(Entries for bounding box labeling)
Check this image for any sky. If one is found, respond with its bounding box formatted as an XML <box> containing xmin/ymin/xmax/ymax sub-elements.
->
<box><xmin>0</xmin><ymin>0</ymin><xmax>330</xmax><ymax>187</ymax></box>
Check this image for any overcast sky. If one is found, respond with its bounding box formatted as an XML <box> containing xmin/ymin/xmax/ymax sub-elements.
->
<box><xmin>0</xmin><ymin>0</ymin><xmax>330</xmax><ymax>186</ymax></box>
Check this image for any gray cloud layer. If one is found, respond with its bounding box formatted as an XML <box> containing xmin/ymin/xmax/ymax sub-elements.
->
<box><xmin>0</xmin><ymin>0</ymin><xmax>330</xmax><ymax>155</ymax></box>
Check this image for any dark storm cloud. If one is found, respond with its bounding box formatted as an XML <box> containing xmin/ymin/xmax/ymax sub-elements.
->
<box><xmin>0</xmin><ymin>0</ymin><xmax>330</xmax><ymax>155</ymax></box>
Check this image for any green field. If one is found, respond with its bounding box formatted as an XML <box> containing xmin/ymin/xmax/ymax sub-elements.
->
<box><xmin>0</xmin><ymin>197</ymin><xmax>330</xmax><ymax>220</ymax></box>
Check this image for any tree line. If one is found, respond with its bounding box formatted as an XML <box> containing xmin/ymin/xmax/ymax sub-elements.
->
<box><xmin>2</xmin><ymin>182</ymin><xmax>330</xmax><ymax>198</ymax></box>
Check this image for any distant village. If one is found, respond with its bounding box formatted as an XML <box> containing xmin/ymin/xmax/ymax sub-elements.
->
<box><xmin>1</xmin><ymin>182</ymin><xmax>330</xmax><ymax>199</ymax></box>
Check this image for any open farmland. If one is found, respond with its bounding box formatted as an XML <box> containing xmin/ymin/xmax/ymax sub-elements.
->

▸ The request:
Quote every item above word for word, keeping each line in its original order.

▸ Exercise answer:
Check this image for any sky. If one is found, respond with its bounding box formatted as an XML <box> containing xmin/ymin/xmax/ymax sub-elements.
->
<box><xmin>0</xmin><ymin>0</ymin><xmax>330</xmax><ymax>187</ymax></box>
Check this image for any overcast sky. If one is found, respond with its bounding box formatted as an XML <box> containing xmin/ymin/xmax/ymax sub-elements.
->
<box><xmin>0</xmin><ymin>0</ymin><xmax>330</xmax><ymax>186</ymax></box>
Check this image for any gray cloud layer. If one is found, respond with its bounding box formatted as an XML <box> containing xmin/ymin/xmax/ymax sub-elements.
->
<box><xmin>0</xmin><ymin>0</ymin><xmax>330</xmax><ymax>155</ymax></box>
Check this image for any dark storm cloud. If one is found, respond with its bounding box formatted as an XML <box> containing xmin/ymin/xmax/ymax sub-elements.
->
<box><xmin>0</xmin><ymin>0</ymin><xmax>330</xmax><ymax>155</ymax></box>
Check this image for any green field. If one is found, respond with its bounding box formatted as an XML <box> containing xmin/ymin/xmax/ymax sub-elements.
->
<box><xmin>0</xmin><ymin>197</ymin><xmax>330</xmax><ymax>220</ymax></box>
Check this image for any tree line. If one is found, respond with its bounding box formatted as an XML <box> containing xmin/ymin/xmax/ymax sub-elements.
->
<box><xmin>2</xmin><ymin>182</ymin><xmax>330</xmax><ymax>198</ymax></box>
Check this image for any distant village. If one is found, respond with its bounding box formatted as an XML <box> containing xmin/ymin/xmax/ymax sub-elements.
->
<box><xmin>1</xmin><ymin>182</ymin><xmax>330</xmax><ymax>199</ymax></box>
Check this image for any open farmland. If one is found, respond with its bounding box formatted as an XML <box> containing xmin/ymin/xmax/ymax sub-elements.
->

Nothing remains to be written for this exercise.